Exercise
Could you carry the forum thread about keeping coyotes and other wild animals as pets forward, writing what comes after its final post?

Given text
-- Start --
I have a friend that and 1/2 coyote 1/2 german shepard.  It was way cool.  Would retrieve dove.


----------



## 4wheeling4life

how long has it been since a wild animal has been domesticated like 500 yrs or so? so you better get started asap.


----------



## tommy jacobs

I raised 5 this year, Raised them up off the ground when my 308 hit there chest !


----------



## Bkeepr

I found some photos of my dad's coy-dog Spooky and scanned them into the computer!


----------



## GAJoe

Here's one from a tiny pup
http://www.dailycoyote.net/


----------



## BowanaLee

My grand dad had fox hounds. My dad raised a gray fox. Said it wasn't much different than any other pet except its urine smelled REAL strong.  
The dogs didn't like it much though.    ...Aint sure about yotes ?


----------



## slip

027181 said:


> it cant be but so different from people who have wolfs, my grandma has some indian neighbors that have a wolf, he's crazy and has to be fed a rabbit once or twice a week i believe, no dog food


i believe that would be a dead wolf in no time


Bkeepr said:


> I found some photos of my dad's coy-dog Spooky and scanned them into the computer!



pretty pup.


----------



## LaRue

kotchman said:


> I've actually heard of a guy who tamed two hyenas down and kept them in his house like lap dogs. I don't know how to post videos so search "pet hyenas" sometime. Probably the same concept, as for a name Mr. Tiggles sounds like a good coyote name



Dude...out in Africa they've been training hyenas for years.  Those things get huge and vicious looking.
-- End --
Boundary annotation records:
-- Start --
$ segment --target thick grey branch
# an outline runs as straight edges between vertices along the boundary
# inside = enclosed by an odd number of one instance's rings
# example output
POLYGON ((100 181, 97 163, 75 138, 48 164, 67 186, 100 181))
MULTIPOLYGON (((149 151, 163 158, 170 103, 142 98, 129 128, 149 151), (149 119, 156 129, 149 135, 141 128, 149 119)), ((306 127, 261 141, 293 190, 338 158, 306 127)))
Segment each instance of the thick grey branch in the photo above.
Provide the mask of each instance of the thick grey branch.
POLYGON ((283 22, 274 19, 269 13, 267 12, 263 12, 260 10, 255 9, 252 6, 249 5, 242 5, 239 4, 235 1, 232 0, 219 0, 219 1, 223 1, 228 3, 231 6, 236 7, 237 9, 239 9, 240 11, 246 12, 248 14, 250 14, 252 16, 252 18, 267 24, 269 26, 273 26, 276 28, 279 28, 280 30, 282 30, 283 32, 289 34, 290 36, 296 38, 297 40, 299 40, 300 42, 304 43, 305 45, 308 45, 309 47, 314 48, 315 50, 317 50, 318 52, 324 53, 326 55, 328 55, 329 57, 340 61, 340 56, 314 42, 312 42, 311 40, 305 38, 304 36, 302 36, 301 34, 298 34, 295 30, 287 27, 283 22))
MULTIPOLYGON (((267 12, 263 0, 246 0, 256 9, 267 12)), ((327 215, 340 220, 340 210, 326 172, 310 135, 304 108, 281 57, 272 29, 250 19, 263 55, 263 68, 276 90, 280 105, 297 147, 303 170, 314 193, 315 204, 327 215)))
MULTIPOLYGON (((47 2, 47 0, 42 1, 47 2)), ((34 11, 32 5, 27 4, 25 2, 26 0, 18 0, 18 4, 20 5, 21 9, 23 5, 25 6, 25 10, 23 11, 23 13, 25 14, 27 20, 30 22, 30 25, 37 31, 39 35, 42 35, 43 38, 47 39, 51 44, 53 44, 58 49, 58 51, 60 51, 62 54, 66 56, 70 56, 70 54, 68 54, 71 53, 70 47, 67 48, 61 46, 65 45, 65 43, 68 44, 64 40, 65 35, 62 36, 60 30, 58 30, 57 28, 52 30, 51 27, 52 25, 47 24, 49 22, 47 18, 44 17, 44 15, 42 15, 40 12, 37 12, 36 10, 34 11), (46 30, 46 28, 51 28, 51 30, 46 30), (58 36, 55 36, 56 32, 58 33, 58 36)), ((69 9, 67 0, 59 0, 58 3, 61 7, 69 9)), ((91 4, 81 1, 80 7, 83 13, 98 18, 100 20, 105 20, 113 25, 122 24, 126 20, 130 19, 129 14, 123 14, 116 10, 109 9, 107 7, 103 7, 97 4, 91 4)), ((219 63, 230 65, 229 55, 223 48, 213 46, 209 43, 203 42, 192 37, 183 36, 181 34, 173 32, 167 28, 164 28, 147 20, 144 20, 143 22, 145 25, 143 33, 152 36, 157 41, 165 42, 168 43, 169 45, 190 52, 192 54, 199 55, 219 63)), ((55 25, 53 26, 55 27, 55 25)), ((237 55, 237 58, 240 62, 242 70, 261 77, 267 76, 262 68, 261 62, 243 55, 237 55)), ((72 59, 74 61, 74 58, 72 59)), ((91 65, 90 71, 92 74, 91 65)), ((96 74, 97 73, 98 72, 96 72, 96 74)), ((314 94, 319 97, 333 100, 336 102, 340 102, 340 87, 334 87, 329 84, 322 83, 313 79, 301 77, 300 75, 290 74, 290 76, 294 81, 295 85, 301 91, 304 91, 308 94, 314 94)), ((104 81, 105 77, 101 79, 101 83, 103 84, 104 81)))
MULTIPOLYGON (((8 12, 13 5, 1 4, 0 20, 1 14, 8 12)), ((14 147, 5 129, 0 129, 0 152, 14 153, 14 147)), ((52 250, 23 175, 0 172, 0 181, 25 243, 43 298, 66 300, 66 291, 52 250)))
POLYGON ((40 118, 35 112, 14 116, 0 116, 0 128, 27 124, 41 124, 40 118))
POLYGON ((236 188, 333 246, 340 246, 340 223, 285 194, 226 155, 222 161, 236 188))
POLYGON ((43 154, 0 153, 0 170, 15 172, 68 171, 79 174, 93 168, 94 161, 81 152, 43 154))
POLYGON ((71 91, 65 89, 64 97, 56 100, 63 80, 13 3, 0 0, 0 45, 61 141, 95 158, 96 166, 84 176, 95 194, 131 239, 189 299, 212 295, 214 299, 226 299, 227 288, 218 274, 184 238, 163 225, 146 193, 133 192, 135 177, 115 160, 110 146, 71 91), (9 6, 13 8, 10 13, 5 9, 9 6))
-- End --
-- Start --
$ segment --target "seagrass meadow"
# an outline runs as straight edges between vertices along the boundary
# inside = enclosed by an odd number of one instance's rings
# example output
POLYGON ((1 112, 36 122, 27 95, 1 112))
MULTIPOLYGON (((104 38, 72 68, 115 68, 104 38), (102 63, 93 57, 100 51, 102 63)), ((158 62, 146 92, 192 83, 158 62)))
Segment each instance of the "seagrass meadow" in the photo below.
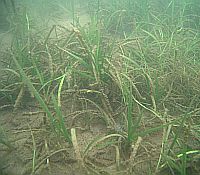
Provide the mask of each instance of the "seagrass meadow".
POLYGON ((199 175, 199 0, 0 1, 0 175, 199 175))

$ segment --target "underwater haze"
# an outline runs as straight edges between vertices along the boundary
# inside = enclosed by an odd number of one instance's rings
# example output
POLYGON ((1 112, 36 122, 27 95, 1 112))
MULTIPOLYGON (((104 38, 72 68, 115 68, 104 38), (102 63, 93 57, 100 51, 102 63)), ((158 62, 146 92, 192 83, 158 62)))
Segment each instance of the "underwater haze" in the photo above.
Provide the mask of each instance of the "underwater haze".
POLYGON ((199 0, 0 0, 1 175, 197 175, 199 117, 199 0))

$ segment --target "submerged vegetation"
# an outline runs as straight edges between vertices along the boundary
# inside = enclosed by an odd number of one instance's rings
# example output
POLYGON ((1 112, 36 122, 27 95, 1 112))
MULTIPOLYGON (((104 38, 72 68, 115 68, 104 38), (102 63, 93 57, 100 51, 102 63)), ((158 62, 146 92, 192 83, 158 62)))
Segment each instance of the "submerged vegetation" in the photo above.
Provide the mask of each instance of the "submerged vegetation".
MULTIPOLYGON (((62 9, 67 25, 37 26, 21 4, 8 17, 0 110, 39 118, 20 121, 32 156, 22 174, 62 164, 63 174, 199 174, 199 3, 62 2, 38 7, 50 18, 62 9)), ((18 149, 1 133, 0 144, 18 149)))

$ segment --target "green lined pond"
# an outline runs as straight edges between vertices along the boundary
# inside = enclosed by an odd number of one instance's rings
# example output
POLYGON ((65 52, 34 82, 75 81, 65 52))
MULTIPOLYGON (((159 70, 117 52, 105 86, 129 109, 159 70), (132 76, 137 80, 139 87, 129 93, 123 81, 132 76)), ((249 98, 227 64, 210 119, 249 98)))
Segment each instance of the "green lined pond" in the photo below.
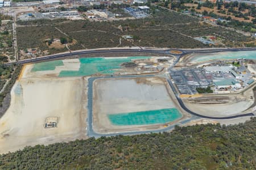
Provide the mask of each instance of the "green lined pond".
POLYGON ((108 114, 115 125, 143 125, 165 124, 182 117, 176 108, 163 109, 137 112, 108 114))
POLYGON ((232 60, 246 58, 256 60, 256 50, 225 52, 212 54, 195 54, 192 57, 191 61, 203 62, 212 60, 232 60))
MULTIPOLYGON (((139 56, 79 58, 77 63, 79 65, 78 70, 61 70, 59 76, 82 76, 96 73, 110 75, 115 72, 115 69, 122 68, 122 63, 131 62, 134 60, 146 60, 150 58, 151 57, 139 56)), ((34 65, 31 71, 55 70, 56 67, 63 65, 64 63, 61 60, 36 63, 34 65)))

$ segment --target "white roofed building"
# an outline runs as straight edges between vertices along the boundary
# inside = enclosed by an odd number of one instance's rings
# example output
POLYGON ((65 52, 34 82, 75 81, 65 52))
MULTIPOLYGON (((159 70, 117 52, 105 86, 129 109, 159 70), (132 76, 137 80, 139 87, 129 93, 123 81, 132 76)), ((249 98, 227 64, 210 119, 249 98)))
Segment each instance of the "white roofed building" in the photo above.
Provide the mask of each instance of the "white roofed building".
-- End --
-- Start --
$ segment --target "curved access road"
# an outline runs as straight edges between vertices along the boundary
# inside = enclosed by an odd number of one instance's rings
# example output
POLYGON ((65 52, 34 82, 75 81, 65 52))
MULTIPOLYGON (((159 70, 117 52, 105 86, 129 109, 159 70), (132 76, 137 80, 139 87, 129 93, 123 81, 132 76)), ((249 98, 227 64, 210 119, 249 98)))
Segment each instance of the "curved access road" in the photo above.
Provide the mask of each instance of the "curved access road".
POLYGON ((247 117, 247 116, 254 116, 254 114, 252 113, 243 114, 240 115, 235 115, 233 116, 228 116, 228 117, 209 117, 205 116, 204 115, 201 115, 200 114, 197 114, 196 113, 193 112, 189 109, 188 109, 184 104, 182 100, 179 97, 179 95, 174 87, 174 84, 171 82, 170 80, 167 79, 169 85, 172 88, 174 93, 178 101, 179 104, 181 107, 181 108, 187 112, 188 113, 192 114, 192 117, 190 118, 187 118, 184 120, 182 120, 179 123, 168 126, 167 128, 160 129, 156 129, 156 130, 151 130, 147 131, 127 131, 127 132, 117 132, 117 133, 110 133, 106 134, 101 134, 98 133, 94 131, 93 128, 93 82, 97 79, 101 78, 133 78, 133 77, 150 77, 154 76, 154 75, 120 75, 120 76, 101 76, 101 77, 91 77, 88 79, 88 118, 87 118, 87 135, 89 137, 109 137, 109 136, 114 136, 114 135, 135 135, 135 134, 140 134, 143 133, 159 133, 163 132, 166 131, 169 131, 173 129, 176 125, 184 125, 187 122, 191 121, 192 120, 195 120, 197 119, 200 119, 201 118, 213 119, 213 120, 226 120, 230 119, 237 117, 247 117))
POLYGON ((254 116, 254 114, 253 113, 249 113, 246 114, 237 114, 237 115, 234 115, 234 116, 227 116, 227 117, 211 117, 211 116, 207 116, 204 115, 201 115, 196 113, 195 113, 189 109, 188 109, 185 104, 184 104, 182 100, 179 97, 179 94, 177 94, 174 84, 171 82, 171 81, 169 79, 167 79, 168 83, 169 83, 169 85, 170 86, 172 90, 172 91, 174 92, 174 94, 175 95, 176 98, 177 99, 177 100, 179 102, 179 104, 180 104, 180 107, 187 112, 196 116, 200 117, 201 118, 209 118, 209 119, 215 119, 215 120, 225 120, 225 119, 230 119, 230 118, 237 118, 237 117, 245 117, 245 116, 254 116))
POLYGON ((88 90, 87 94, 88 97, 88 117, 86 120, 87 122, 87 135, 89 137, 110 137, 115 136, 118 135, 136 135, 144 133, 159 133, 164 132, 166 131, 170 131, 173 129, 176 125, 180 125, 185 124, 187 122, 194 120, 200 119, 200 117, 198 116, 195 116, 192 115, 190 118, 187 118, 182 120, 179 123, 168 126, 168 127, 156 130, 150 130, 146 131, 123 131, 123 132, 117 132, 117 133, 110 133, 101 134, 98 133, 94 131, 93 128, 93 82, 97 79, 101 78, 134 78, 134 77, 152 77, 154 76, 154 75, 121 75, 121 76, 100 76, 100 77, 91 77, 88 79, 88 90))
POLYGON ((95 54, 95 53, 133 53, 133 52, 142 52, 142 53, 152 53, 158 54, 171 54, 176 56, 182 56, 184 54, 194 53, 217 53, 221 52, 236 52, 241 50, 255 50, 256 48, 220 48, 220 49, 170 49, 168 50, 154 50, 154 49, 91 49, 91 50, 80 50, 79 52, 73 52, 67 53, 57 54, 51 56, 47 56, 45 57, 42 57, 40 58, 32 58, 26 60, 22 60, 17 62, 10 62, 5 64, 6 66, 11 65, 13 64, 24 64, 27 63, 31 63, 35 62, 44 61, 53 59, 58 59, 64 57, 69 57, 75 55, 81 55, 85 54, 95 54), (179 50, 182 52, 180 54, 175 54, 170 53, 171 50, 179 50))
-- End --
Response below
----------



## Bkeepr

On some episode of Monsterquest on the History channel they concluded that the French Beast of Gevaldon (don't know the correct spelling) which legend says was a werewolf that killed over a hundred people was actually some guy's pet hyena that he trained to attack.


----------



## CASE-XX

I think you would have to catch a pup or two let them breed. what im trying to say is generation breakdown. Then you would be able to keep ones as a pet.


----------



## HillbillyJim

I've found that once you get them stuffed and mounted they make really good pets.  Don't need to feed them at all and they never have to go outside.  Easy to pet without fear of getting bit too.


----------



## LYNN

*While in Russia I dealt with a Russian wolf*

which was supposedly domesticated by a Russian Pilot    (Victor). Well he did not seem so domesticated. Probably taught to hate American. Took about a week before he was able to get a fang into me, but luckily it was my Size 12 boot. We both shook it violently. Until Victor save me (or him)
He also immediately took dominion over any game I was able to shoot near him. It took half a clip out and AK 47 at 6 feet and a big rope to get him off a Cariboo I killed. Made camping interesting anyway.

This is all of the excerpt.